• [Provided passage]:
* Start *

Nema advises that the magician should balance between suspending rational mind and observing actions with detachment. Inviting the Forgotten Ones in this way allows them expression while avoiding harm, a process she likens to the Black Flame or Bardon’s akashic trance. This balance creates a new sense of unity with the life-flow, enabling nonverbal communication and work on a world scale.
She warns that the Forgotten Ones access humanity mainly through the astral and dreams. Those in starvation conditions—whose rational consciousness has been eroded—become the hunger-gates of the Forgotten Ones, wielding immense unconscious power.
The Black and White Mirrors of the Root Instincts
Black Mirror (Root Instincts):
Fire: Fight-or-flight (active), God-hunger (passive)
Air: Speech (active), Curiosity (passive)
Water: Clanning (active), Altruism (passive)
Earth: Sex (active), Hunger (passive)
White Mirror (Root Powers and Virtues):
Fire: Command & speed (active), Transcendence (passive)
Air: Communication (active), Discernment (passive)
Water: Bonding & love (active), Compassion (passive)
Earth: Allure & fascination (active), Stability & learning (passive)
The instincts of the Black Mirror interact among themselves, as do the powers of the White Mirror. Together, black and white mirrors create balance through cause and effect. Faults are inadequate responses to instincts; virtues are adequate responses to sublimated instincts.

* End *

• [Extracted information]:

* Start *

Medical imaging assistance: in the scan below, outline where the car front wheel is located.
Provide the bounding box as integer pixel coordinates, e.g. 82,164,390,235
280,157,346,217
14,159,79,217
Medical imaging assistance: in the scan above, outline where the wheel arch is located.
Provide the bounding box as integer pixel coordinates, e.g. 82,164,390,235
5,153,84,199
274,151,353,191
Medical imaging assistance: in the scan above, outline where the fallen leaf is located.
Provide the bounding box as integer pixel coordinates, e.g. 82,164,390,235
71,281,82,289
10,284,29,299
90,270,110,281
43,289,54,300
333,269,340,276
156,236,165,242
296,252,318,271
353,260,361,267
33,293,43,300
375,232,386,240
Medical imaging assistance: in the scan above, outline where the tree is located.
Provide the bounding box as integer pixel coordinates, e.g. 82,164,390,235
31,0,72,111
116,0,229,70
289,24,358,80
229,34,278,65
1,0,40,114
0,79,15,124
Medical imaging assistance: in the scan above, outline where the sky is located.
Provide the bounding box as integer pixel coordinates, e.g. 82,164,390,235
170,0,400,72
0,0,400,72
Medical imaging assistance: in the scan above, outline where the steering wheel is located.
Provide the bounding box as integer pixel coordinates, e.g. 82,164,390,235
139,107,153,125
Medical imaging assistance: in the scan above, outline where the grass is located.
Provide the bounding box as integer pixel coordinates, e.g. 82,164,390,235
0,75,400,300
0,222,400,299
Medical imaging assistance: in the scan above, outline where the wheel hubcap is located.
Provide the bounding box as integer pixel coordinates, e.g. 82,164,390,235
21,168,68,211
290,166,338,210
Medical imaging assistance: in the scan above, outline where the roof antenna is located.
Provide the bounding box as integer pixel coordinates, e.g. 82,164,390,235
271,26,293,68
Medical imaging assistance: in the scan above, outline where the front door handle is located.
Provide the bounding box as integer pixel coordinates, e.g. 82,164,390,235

* End *

• [Tasks for this exercise]:
• 1. Translate this sentence from the passage on the Forgotten Ones into French: "She warns that the Forgotten Ones access humanity mainly through the astral and dreams."
• 2. Convert the part of the records that opens with their first line and closes with the line containing "274,151,353,191" into a numbered list, leaving out any blank lines.

• [Answers provided]:
• 1. Elle avertit que les Oubliés accèdent à l'humanité principalement par l'astral et les rêves.

• 2.
1. Medical imaging assistance: in the scan below, outline where the car front wheel is located.
2. Provide the bounding box as integer pixel coordinates, e.g. 82,164,390,235
3. 280,157,346,217
4. 14,159,79,217
5. Medical imaging assistance: in the scan above, outline where the wheel arch is located.
6. Provide the bounding box as integer pixel coordinates, e.g. 82,164,390,235
7. 5,153,84,199
8. 274,151,353,191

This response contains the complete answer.